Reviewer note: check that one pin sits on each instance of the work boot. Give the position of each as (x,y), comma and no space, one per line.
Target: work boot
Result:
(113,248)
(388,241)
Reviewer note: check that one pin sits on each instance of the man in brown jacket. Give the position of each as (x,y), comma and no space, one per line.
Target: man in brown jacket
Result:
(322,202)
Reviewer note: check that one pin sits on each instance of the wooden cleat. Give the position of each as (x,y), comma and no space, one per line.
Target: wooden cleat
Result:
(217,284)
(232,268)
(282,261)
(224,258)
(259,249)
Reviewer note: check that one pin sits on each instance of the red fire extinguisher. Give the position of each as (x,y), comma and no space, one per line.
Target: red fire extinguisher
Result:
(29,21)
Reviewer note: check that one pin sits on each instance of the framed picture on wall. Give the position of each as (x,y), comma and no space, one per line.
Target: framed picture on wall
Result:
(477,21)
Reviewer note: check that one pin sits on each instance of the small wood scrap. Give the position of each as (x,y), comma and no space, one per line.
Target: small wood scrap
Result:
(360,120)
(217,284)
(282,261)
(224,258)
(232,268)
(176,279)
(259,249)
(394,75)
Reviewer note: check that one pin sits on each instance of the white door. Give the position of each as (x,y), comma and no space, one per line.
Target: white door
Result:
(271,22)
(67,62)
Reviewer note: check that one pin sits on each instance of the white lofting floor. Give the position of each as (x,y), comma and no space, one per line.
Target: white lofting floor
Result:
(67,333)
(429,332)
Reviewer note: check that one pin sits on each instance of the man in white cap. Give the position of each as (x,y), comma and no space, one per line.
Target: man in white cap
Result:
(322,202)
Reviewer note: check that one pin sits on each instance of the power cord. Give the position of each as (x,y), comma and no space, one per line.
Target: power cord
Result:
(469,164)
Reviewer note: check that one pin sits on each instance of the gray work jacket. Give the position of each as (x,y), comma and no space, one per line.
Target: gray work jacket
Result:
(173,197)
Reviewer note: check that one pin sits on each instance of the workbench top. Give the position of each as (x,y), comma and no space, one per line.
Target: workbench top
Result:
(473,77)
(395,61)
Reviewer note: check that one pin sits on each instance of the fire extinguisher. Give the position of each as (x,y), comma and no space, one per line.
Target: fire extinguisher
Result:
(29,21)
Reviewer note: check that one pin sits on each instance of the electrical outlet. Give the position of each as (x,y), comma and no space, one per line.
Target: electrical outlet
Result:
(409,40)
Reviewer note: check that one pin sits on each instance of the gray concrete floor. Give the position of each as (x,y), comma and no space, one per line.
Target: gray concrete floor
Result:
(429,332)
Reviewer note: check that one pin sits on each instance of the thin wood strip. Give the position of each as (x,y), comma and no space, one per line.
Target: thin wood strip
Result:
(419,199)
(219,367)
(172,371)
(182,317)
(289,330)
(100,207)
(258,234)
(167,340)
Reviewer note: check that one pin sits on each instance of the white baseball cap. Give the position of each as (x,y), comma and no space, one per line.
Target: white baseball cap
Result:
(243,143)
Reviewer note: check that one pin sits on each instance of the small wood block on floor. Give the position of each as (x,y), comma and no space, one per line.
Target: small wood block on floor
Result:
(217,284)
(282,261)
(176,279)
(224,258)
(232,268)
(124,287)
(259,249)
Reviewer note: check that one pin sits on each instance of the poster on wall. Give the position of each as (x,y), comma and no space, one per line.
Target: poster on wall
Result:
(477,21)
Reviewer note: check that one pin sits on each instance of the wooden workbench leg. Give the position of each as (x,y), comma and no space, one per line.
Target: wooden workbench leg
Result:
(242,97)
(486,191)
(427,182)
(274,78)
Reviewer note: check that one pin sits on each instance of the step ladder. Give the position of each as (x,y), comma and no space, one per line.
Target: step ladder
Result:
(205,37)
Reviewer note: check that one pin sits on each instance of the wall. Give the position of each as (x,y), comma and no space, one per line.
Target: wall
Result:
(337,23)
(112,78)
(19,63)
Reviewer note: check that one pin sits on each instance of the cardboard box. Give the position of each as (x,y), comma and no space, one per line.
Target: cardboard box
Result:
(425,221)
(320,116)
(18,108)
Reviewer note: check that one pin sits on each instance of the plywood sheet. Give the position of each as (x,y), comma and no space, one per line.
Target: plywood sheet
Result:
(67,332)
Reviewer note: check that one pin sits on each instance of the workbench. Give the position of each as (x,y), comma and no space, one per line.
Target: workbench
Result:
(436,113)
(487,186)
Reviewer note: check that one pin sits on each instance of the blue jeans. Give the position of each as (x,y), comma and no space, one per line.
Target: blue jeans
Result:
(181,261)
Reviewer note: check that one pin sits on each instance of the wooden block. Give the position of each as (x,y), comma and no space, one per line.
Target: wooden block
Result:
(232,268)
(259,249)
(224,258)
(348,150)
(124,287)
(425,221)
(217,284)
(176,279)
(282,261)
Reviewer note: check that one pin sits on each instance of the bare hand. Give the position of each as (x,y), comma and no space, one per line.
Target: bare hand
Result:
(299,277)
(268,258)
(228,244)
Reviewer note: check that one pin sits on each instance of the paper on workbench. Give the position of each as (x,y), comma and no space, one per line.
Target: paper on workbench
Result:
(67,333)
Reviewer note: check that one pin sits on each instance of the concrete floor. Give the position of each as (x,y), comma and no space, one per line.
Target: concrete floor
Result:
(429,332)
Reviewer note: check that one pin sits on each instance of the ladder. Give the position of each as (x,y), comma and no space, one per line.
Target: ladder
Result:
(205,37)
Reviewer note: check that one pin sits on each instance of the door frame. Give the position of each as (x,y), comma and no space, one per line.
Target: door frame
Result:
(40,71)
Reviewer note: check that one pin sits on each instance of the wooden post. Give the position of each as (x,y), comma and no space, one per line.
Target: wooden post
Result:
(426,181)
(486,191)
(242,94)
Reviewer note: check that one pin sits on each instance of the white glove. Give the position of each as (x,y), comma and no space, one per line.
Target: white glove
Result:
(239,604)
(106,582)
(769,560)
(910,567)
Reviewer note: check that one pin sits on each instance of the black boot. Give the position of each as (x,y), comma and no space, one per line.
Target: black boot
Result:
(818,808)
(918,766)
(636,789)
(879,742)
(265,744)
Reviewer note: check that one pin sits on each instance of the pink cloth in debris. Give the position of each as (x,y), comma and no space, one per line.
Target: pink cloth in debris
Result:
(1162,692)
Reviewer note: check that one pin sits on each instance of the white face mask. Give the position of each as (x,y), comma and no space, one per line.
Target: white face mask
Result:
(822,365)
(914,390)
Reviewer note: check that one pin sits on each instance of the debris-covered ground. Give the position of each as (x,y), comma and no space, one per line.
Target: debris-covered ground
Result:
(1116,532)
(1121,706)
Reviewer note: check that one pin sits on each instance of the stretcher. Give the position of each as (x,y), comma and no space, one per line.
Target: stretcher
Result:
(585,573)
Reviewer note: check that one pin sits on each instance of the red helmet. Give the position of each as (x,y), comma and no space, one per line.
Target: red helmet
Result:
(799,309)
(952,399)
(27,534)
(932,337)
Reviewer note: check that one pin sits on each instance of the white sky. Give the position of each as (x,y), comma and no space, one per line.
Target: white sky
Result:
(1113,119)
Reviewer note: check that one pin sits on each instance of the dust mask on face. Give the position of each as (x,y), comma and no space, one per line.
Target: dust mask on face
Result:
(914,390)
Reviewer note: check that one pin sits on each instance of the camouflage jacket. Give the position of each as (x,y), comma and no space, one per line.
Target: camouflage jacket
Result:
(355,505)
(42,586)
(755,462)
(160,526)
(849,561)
■ ■ ■ ■ ■
_Problem_
Rewrite all the entries above, replacing "Reviewer note" with "Audit note" wherever it appears and leaving everything else unchanged.

_Output_
Audit note: check that one pin sits on each instance of the work boot. Give the position of each as (x,y), comma and no space, one per line.
Target: work boot
Result:
(113,248)
(388,241)
Audit note: check that one pin sits on each instance of the man in brown jacket. Give the position of each as (x,y), comma and no space, one per line.
Target: man in brown jacket
Result:
(322,202)
Audit note: check that one pin sits on each instance of the wooden cleat. Give the position of each as (x,y), comma and no space, one per line.
Target: wooden cleat
Result:
(217,284)
(232,268)
(282,261)
(224,258)
(259,249)
Audit note: check that one pin sits on each instance of the red fire extinguisher. Give the position of each as (x,y), comma and no space, one per line.
Target: red fire extinguisher
Result:
(29,21)
Audit note: check that one pin sits on each instance of the framed picture on wall. Give the position of each as (x,y), comma and no space, one per line.
Target: framed picture on wall
Result:
(477,21)
Audit note: check that one pin sits on each instance of the small wood scrap. Give the position of each as (x,y), comma and no space, one per line.
Target: small wood scrap
Result:
(360,120)
(217,284)
(282,261)
(224,258)
(232,268)
(176,279)
(259,249)
(394,75)
Audit note: check that one pin sits on each instance of the white door. Give the position of each as (x,y), comma and no space, one per line.
Target: white door
Result:
(271,22)
(67,62)
Audit note: check that one pin sits on each instance of the white lofting floor. Give the position of each as (x,y), comma and no space, one per line.
Target: white lofting floor
Result:
(67,333)
(429,332)
Audit note: check that one pin sits on each instance of the man in white cap. Give the position of each as (x,y), comma and no space, one per line.
Target: man in white cap
Result:
(322,202)
Audit note: check that one pin sits on each instance of the power cord. Give the position of each as (x,y), comma and no space, one per line.
Target: power cord
Result:
(469,164)
Audit note: check that one pin sits on each instance of the gray work jacket. Give the position of each as (x,y), comma and no space, one per line.
Target: gray work jacket
Result:
(173,197)
Audit note: check that one pin sits on each instance of the workbench top. Give the position of each as (x,y), comma and no space, one per line.
Target: workbench top
Result:
(473,77)
(395,61)
Audit note: check that one pin sits on each instance of the fire extinguisher. Give the position of each as (x,y), comma and no space, one per line.
Target: fire extinguisher
Result:
(29,21)
Audit note: check that one pin sits on each instance of the electrical outlet. Give the position of each as (x,y), comma and no space, one per line.
Target: electrical outlet
Result:
(409,40)
Audit note: check that one pin sits on each instance of the gray concrete floor. Give the position of each as (x,y), comma and no space, one per line.
Target: gray concrete floor
Result:
(429,332)
Audit note: check that one pin sits on each instance of the thin wood strip. Give the position of each as (x,y), comma and no space, one per line.
Target: thin wood strip
Result:
(419,199)
(219,367)
(172,371)
(182,317)
(289,330)
(100,207)
(258,234)
(167,340)
Audit note: check that one pin sits on each instance of the white baseball cap. Give the position of each as (x,y), comma and no space, one per line.
Target: white baseball cap
Result:
(243,143)
Audit note: check that one pin sits on each instance of the small wood block on floor. Give the position of each as (x,y), comma and no space, one per line.
Target: small wood block on floor
Result:
(217,284)
(282,261)
(176,279)
(224,258)
(232,268)
(124,287)
(259,249)
Audit note: check that one pin sits on each instance of the poster on wall. Give the position of each as (x,y), comma and no space, one per line.
Target: poster on wall
Result:
(477,21)
Audit note: check that one pin sits on each instance of the wooden workbench leg. Give the position of each as (x,y), comma and no space, one per line.
Target: wooden workbench leg
Result:
(242,97)
(486,191)
(427,182)
(274,78)
Audit note: check that one pin sits on each instance of the step ladder. Give the position of each as (x,y), comma and no space, one per line.
Target: step ladder
Result:
(205,37)
Audit note: check that one pin sits on each instance of the wall. Give the position of each as (x,y), comma and no space, one per line.
Target: wall
Result:
(337,23)
(112,78)
(19,63)
Audit note: check that one pin sits on each instance of the cardboard box. Give the position of each as (x,y), comma and no space, one per line.
Target: cardboard box
Result:
(425,221)
(320,116)
(18,108)
Audit note: check that one pin sits on each instance of the plywood sheet. Give the position of each as (x,y), comma and no space, one per line.
Target: plywood sheet
Result:
(67,332)
Audit note: check that one pin sits on each instance of the workbench. Give the position of each as (x,y), comma and no space, one per line.
Target: workbench
Result:
(436,113)
(487,186)
Audit note: check that one pin sits on each instance of the blue jeans. Give the position of each as (x,y), comma and no space, one per line.
Target: blue jeans
Result:
(181,261)
Audit note: check that one pin sits on each instance of the wooden block. Give the position of each as (x,y), comma and no space, one per line.
Target: wooden block
Result:
(232,268)
(259,249)
(224,258)
(348,150)
(124,287)
(425,221)
(217,284)
(176,279)
(282,261)
Audit note: check that one pin sits on each instance of the bare hand. Give the position of each as (x,y), comma and no space, one per line.
Target: bare hand
Result:
(299,277)
(268,258)
(228,244)
Audit note: check that one pin sits on each instance of the paper on workbench. Give the position of each as (x,y), comma and no space, one per line.
Target: paper on workbench
Result:
(67,333)
Audit note: check that one pin sits on each instance of the concrete floor. Give the position of each as (x,y), comma and no space, one per line.
Target: concrete floor
Result:
(429,332)
Audit note: check that one pin sits on each instance of the ladder. Give the position of each as (x,y), comma and no space, one per line.
Target: ladder
Result:
(205,37)
Audit note: check that one pin sits on each instance of the door frame. Give the position of each as (x,y), comma and no space, one per line.
Target: door frame
Result:
(40,71)
Audit note: check that one pin sits on each instance of the wooden post. Give the position of each as (x,y), comma and no space, one per line.
Target: wooden post
Result:
(426,181)
(486,191)
(242,94)
Audit note: check that one pin sits on each instance of the white glove. Give the position of each as (x,y), comma and no space, one per line.
Target: white glove
Result:
(239,604)
(106,582)
(769,560)
(910,567)
Audit note: check that one pin sits on each instance of the black boot. Give the position of each as (x,y), comma and no space, one per line.
Target: black boot
Result:
(818,808)
(918,766)
(636,789)
(879,742)
(265,744)
Audit note: check that one pin sits on each instance of the pink cloth in debris. Give the position of each as (x,y), comma and no space, one per line.
Target: pink cloth in debris
Result:
(1162,692)
Audit note: check that one pin sits on each instance of the white face mask. Give the position of each as (x,y), comma and no space, one per line.
Target: white face mask
Result:
(822,365)
(914,390)
Audit note: check that one pin sits on each instance of the debris-covered ground. Give the position of each as (x,y), comma and no space, one per line.
Target: debris-covered ground
Result:
(1116,532)
(1121,706)
Audit note: check that one pin sits on each instance of the stretcher. Give the position of each as (x,y), comma and no space, one per line.
Target: stretcher
Result:
(585,573)
Audit note: check that one pin sits on each instance of the red helmet. Give the position of each as (x,y), comma and no space, one per line.
Target: red helmet
Result:
(799,309)
(952,399)
(27,534)
(932,337)
Audit note: check that one pin sits on each instance of the white sky. Give the position of each as (x,y), comma and no space, one per line.
Target: white sky
Result:
(1113,119)
Audit note: check that one pin sits on each instance of the dust mask on face. Give the position of each as (x,y), comma and no space, one per line.
Target: dust mask on face
Result:
(914,390)
Audit note: check that one pin sits on each instance of the camouflage jacket. Give the position of each as (x,y), comma and no space, one per line.
Target: camouflage jacket
Result:
(355,505)
(42,586)
(755,462)
(160,526)
(849,561)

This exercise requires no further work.